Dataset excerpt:
##############################
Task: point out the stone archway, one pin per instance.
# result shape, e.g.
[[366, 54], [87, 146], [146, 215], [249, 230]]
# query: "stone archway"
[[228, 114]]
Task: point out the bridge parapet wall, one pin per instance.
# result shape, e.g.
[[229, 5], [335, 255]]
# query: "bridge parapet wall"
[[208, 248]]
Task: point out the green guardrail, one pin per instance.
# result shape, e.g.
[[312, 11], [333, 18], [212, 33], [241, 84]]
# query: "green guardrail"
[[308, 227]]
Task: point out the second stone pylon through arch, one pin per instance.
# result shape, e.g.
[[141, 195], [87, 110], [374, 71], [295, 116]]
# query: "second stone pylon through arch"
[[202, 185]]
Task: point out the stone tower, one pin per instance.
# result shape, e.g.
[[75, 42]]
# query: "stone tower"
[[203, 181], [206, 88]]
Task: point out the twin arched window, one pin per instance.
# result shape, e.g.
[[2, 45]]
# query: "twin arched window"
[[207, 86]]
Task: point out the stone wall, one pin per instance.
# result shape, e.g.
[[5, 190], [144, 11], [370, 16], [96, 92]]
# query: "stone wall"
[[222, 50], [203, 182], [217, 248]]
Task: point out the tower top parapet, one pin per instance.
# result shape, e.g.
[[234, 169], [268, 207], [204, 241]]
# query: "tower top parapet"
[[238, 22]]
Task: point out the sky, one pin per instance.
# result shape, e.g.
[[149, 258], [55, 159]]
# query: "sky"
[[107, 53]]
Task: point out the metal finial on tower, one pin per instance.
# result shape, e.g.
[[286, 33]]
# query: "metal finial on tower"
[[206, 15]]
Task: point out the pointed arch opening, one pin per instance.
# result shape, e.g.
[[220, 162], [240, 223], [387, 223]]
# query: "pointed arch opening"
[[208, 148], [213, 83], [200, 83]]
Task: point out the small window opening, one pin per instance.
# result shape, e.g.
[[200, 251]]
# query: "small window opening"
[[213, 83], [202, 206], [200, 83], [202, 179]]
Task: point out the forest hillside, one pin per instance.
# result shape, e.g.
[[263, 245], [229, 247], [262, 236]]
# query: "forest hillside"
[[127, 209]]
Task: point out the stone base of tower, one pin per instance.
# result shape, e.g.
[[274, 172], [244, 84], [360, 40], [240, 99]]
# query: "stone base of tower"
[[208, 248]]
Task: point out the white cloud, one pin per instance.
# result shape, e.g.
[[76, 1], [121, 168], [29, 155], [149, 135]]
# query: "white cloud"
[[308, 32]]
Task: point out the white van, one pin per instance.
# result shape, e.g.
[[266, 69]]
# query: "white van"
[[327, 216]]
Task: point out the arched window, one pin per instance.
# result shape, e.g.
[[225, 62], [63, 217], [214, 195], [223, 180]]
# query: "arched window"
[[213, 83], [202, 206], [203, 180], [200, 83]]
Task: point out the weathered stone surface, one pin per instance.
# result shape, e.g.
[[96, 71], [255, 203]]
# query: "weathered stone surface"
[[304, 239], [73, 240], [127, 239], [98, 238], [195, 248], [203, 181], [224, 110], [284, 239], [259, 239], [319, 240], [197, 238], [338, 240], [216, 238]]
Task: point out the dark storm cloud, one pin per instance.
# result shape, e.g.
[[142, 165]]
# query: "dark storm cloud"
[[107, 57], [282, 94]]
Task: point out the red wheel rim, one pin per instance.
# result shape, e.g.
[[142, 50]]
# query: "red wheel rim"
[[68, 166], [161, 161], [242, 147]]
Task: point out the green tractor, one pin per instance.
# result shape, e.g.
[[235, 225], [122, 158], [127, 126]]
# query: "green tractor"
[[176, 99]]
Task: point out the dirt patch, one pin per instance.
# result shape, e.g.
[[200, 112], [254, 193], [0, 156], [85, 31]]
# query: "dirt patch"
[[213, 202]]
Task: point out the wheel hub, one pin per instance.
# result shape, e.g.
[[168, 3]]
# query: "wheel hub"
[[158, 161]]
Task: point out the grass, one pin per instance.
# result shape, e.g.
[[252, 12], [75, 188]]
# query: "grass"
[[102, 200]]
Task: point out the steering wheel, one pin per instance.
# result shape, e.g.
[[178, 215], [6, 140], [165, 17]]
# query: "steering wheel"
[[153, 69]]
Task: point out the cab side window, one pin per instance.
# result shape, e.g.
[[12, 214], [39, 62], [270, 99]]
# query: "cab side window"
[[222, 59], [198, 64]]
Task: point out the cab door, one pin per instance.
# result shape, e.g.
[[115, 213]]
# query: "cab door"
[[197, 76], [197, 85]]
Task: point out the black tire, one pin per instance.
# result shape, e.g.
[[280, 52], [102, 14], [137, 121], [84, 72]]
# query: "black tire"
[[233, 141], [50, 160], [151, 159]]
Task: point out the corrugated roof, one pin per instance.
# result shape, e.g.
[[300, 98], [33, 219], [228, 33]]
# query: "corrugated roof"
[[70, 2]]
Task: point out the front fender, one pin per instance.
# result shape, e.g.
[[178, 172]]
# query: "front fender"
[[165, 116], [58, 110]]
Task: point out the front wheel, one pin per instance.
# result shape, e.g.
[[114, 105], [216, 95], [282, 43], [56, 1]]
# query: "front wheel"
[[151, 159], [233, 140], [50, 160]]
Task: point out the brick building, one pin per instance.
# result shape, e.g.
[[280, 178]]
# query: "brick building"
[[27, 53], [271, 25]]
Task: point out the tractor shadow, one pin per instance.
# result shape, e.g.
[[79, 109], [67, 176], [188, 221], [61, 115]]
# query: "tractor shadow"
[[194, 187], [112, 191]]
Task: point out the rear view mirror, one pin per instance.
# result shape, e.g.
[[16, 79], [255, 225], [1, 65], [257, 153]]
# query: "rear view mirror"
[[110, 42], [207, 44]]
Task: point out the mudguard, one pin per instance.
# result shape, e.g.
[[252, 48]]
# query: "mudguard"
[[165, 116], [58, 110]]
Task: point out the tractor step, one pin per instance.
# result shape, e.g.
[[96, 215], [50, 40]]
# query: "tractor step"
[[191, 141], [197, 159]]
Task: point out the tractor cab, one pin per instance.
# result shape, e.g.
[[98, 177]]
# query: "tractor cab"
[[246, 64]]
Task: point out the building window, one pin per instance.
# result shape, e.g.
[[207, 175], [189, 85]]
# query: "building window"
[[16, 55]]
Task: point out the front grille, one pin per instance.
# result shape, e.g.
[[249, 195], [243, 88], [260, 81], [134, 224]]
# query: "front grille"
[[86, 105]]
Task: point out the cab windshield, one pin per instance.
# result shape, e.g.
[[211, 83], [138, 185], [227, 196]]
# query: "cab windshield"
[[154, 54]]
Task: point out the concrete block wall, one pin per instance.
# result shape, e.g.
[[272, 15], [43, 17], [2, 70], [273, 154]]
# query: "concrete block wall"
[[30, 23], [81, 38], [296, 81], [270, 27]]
##############################
JOB: Rewrite every line of the listing above as a JSON list of strings, one string per line, leaving out any blank lines.

WRITTEN SOLUTION:
[
  "Task: point out the stone archway, one pin per instance.",
  "# result shape, e.g.",
  "[[366, 54], [87, 146], [146, 215], [249, 230]]",
  "# query: \"stone archway\"",
  "[[228, 114]]",
  "Task: point out the bridge parapet wall, one pin per instance.",
  "# result shape, e.g.",
  "[[229, 5], [335, 255]]",
  "# query: \"bridge parapet wall\"",
  "[[208, 248]]",
  "Task: point out the green guardrail, one pin per instance.",
  "# result shape, e.g.",
  "[[312, 11], [333, 18], [212, 33], [241, 84]]",
  "# query: \"green guardrail\"",
  "[[308, 227]]",
  "Task: point out the second stone pylon through arch, one pin per instance.",
  "# result shape, e.g.",
  "[[141, 195], [87, 110], [374, 71], [295, 116]]",
  "# query: \"second stone pylon through arch\"",
  "[[202, 185]]",
  "Task: point out the stone tower, one pin per instance.",
  "# result shape, e.g.",
  "[[75, 42]]",
  "# query: \"stone tower\"",
  "[[203, 181], [206, 88]]",
  "Task: point out the twin arched window, one pin per instance.",
  "# result shape, e.g.",
  "[[2, 45]]",
  "# query: \"twin arched window\"",
  "[[207, 86]]",
  "Task: point out the stone wall, one pin per instance.",
  "# result shape, e.g.",
  "[[5, 190], [144, 11], [370, 16], [96, 92]]",
  "# query: \"stone wall\"",
  "[[222, 50], [203, 182], [217, 248]]",
  "Task: point out the tower top parapet, one pin per instance.",
  "# result shape, e.g.",
  "[[234, 169], [268, 207], [204, 241]]",
  "# query: \"tower top parapet\"",
  "[[238, 22]]",
  "Task: point out the sky, one pin per instance.",
  "# result shape, e.g.",
  "[[149, 258], [55, 159]]",
  "# query: \"sky\"",
  "[[107, 53]]",
  "Task: point out the metal finial on tower, one pin per instance.",
  "# result shape, e.g.",
  "[[286, 33]]",
  "# query: \"metal finial on tower\"",
  "[[206, 15]]",
  "Task: point out the pointed arch opening, one pin per instance.",
  "# result shape, e.g.",
  "[[220, 162], [240, 223], [387, 223]]",
  "# query: \"pointed arch opening\"",
  "[[208, 148], [213, 83], [200, 83]]",
  "Task: point out the small window opening, one pin per instance.",
  "# result shape, e.g.",
  "[[200, 251]]",
  "# query: \"small window opening\"",
  "[[213, 83], [202, 206], [200, 83], [202, 179]]",
  "Task: point out the forest hillside, one pin per instance.",
  "# result shape, e.g.",
  "[[263, 245], [229, 247], [262, 236]]",
  "# query: \"forest hillside\"",
  "[[127, 209]]",
  "Task: point out the stone base of tower, one pin per instance.",
  "# result shape, e.g.",
  "[[274, 172], [244, 84], [360, 40], [240, 99]]",
  "# query: \"stone base of tower\"",
  "[[208, 248]]",
  "Task: point out the white cloud, one pin per instance.",
  "# result shape, e.g.",
  "[[76, 1], [121, 168], [29, 155], [149, 135]]",
  "# query: \"white cloud\"",
  "[[308, 32]]",
  "Task: point out the white van, one pin per instance.",
  "# result shape, e.g.",
  "[[266, 69]]",
  "# query: \"white van\"",
  "[[327, 216]]",
  "Task: point out the arched window, one pin per instance.",
  "# result shape, e.g.",
  "[[225, 62], [63, 217], [214, 195], [223, 180]]",
  "# query: \"arched window\"",
  "[[213, 83], [202, 206], [203, 180], [200, 83]]",
  "Task: point out the weathered stone surface, one pin per instance.",
  "# result shape, e.g.",
  "[[96, 71], [255, 203]]",
  "# query: \"weathered stone surface\"",
  "[[304, 239], [73, 240], [127, 239], [98, 238], [195, 248], [203, 181], [224, 110], [284, 239], [259, 239], [319, 240], [197, 238], [338, 240], [216, 238]]",
  "Task: point out the dark storm cloud, one pin per instance.",
  "# result shape, e.g.",
  "[[142, 165]]",
  "# query: \"dark storm cloud\"",
  "[[107, 57], [282, 94]]",
  "Task: point out the red wheel rim, one pin per instance.",
  "# result shape, e.g.",
  "[[142, 50]]",
  "# query: \"red wheel rim\"",
  "[[68, 166], [161, 161], [242, 147]]",
  "Task: point out the green tractor, one pin per instance.",
  "# result shape, e.g.",
  "[[235, 225], [122, 158], [127, 126]]",
  "# query: \"green tractor\"",
  "[[176, 99]]",
  "Task: point out the dirt patch, one pin per instance.",
  "# result shape, e.g.",
  "[[200, 112], [254, 193], [0, 156], [85, 31]]",
  "# query: \"dirt patch\"",
  "[[213, 202]]",
  "Task: point out the wheel hub, one pin per instance.",
  "# result shape, e.g.",
  "[[168, 3]]",
  "# query: \"wheel hub\"",
  "[[158, 161]]",
  "Task: point out the grass, one pin per instance.",
  "# result shape, e.g.",
  "[[252, 12], [75, 188]]",
  "# query: \"grass\"",
  "[[102, 200]]",
  "Task: point out the steering wheel, one pin per instance.",
  "# result shape, e.g.",
  "[[178, 215], [6, 140], [165, 17]]",
  "# query: \"steering wheel\"",
  "[[153, 69]]",
  "Task: point out the cab side window, one pin per instance.",
  "# result shape, e.g.",
  "[[12, 214], [39, 62], [270, 99]]",
  "# query: \"cab side window\"",
  "[[222, 59], [198, 64]]",
  "Task: point out the cab door, one pin per instance.",
  "# result shape, e.g.",
  "[[115, 213]]",
  "# query: \"cab door\"",
  "[[197, 76], [197, 85]]",
  "Task: point out the black tire, one pin per instance.",
  "# result shape, e.g.",
  "[[280, 52], [102, 14], [137, 121], [84, 72]]",
  "# query: \"black tire\"",
  "[[233, 141], [50, 160], [151, 159]]",
  "Task: point out the corrugated roof, one pin per instance.",
  "# result shape, e.g.",
  "[[300, 98], [33, 219], [228, 33]]",
  "# query: \"corrugated roof\"",
  "[[70, 2]]",
  "Task: point out the front fender, one pin per instance.",
  "# result shape, e.g.",
  "[[178, 172]]",
  "# query: \"front fender\"",
  "[[165, 116], [58, 110]]",
  "Task: point out the front wheel, one pin per instance.",
  "# result shape, e.g.",
  "[[114, 105], [216, 95], [282, 43], [56, 1]]",
  "# query: \"front wheel\"",
  "[[151, 159], [233, 140], [50, 160]]",
  "Task: point out the brick building, one pin per instance.",
  "# result shape, e.g.",
  "[[280, 178]]",
  "# query: \"brick building\"",
  "[[27, 53], [271, 25]]",
  "Task: point out the tractor shadow, one pin per instance.",
  "# result shape, e.g.",
  "[[79, 109], [67, 176], [188, 221], [61, 115]]",
  "# query: \"tractor shadow\"",
  "[[194, 187], [112, 191]]",
  "Task: point out the rear view mirror, one pin per instance.",
  "# result shape, e.g.",
  "[[16, 79], [255, 225], [1, 65], [257, 153]]",
  "# query: \"rear view mirror\"",
  "[[110, 42], [207, 44]]",
  "Task: point out the mudguard, one pin per instance.",
  "# result shape, e.g.",
  "[[252, 48]]",
  "# query: \"mudguard\"",
  "[[165, 116], [58, 110]]",
  "Task: point out the tractor step, one pin per instance.",
  "# result shape, e.g.",
  "[[96, 215], [50, 40]]",
  "# query: \"tractor step\"",
  "[[191, 141], [197, 159]]",
  "Task: point out the tractor cab, one pin per instance.",
  "# result shape, e.g.",
  "[[98, 177]]",
  "# query: \"tractor cab\"",
  "[[246, 64]]",
  "Task: point out the building window, one pin per instance.",
  "# result shape, e.g.",
  "[[207, 175], [189, 85]]",
  "# query: \"building window\"",
  "[[16, 55]]",
  "Task: point out the front grille, one pin per instance.",
  "# result shape, e.g.",
  "[[249, 195], [243, 88], [260, 81], [134, 224]]",
  "# query: \"front grille\"",
  "[[86, 105]]",
  "Task: point out the cab windshield, one pin per instance.",
  "# result shape, e.g.",
  "[[211, 83], [138, 185], [227, 196]]",
  "# query: \"cab windshield\"",
  "[[154, 54]]",
  "Task: point out the concrete block wall, one pin per instance.",
  "# result shape, e.g.",
  "[[272, 15], [43, 17], [2, 70], [273, 154]]",
  "# query: \"concrete block wall\"",
  "[[30, 23], [81, 38], [296, 81], [270, 27]]"
]